* [Prompt 1]:
Decide whether each statement agrees with the text about Squire below. Answer yes or no for each, and quote the words from the text that settle it.
(a) Squire had light blonde coloring.
(b) Squire disliked some other dogs.
(c) The first melanoma was found between the pads of his front paw.
* [Prompt 2]: Turn the paragraph of the text about Squire that begins "Like his mother, Shiloh, Squire loved the show ring" into a short list that keeps its main facts.
* [Prompt 3]: List every pay-off that the text about Squire says he knew came from his show-ring routine.

* [Text provided]:
Squire was one of two boys and four puppies born to my Shiloh. From the moment he was born I knew he was something special. I don’t say that often. He had incredible substance and the most gorgeous head I’ve ever seen on a puppy so young. As he opened his eyes and began to stand on his feet, he was always the puppy who seemed to say “Me! Look at me!” And I did. He was at home in my arms until he was too big too hold. How he loved to sink into my embrace and just stare at me with his big, expressive eyes. Fifteen years later, there are some things I will never forget.
As he grew, he fulfilled every promise I saw in him as a baby. He was big, powerful and beautifully put together. His light blonde coloring gave him a forever-puppy look that completed a stunning picture.
Like his mother, Shiloh, Squire loved the show ring. His excitement was infectious as we went through the rigors of bathing and grooming and blow-drying. He knew the pay-off of that routine: liver, treats, showing off, winning ribbons. His tail would wag with a speed that would shake his body and make judging him a hardship (and a joy!) for the judges. Like his mother, we had an incredible connection in the ring. He made me look good, but nobody could make him look better.
Squire never asked for much. He was an incredibly easy dog to live with. He was a food-whore and never missed a meal until the last weeks of his life. He loved everyone and never met a dog he didn’t like. He was everything a Golden Retriever should be and so much more.
Life for Squire was just one moment of happiness followed by another and another and another until I found the melanoma between the pads of his front paw. It looked like a wart, but the biopsy said otherwise. The tumor was excised, chemo administered but a second tumor appeared a few weeks later inches away from the first. Same drill for the second tumor with a better outcome. It was six months before the cancer returned, this time with a visible vengeance.

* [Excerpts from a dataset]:
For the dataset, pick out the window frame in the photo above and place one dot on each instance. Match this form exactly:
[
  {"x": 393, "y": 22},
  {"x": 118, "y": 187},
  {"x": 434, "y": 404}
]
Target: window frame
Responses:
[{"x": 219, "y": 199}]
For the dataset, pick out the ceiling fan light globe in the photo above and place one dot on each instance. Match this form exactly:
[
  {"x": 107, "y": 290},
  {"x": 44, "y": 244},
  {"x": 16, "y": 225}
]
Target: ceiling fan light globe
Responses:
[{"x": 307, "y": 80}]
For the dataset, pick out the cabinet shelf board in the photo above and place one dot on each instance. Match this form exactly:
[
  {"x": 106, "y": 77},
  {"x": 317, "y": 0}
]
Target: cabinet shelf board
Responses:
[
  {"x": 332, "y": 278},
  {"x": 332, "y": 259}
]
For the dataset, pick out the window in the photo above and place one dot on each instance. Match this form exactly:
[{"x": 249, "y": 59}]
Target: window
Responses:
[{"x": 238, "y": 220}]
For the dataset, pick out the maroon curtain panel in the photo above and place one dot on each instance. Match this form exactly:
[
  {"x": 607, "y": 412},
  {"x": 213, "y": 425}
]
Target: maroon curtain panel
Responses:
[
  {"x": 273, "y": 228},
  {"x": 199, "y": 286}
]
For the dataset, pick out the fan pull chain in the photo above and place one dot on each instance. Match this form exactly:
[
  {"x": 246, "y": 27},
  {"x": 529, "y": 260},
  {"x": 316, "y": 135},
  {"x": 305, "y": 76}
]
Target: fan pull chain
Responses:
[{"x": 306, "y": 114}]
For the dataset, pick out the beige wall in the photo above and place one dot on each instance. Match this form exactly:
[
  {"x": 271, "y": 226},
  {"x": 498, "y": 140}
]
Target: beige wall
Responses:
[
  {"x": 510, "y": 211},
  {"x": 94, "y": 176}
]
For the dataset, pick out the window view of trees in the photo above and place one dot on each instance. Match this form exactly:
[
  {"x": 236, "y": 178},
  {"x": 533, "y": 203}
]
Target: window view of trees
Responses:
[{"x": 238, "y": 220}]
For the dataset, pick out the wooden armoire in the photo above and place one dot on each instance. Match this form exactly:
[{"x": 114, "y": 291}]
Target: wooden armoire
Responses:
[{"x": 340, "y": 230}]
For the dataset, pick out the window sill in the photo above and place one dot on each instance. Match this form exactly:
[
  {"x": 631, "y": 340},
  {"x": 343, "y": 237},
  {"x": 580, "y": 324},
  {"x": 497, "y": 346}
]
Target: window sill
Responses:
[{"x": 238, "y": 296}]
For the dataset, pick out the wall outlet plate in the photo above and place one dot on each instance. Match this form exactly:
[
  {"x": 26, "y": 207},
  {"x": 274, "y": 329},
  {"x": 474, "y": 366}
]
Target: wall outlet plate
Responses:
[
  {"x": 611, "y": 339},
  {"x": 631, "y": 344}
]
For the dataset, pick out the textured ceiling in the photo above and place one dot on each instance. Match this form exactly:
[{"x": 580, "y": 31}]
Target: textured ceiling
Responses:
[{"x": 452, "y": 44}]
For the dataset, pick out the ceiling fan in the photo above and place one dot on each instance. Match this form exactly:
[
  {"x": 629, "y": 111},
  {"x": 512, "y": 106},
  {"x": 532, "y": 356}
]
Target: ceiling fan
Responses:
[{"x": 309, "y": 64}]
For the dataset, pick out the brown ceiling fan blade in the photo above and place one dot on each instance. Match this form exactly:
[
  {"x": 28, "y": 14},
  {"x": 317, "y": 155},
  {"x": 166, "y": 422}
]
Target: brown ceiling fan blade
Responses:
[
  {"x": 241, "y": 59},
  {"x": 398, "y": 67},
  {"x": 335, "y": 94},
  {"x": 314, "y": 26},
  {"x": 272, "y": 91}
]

* [Worked solution 1]:
(a) Yes: "His light blonde coloring gave him a forever-puppy look"
(b) No: "He loved everyone and never met a dog he didn’t like."
(c) Yes: "until I found the melanoma between the pads of his front paw"

* [Worked solution 2]:
- Like his mother, Shiloh, Squire loved the show ring.
- He was excited through bathing, grooming and blow-drying.
- He knew the routine led to liver, treats, showing off and winning ribbons.
- His wagging tail shook his body and made judging him a hardship and a joy.
- He and the writer had an incredible connection in the ring.
- He made the writer look good, but nobody could make him look better.

* [Worked solution 3]:
- liver
- treats
- showing off
- winning ribbons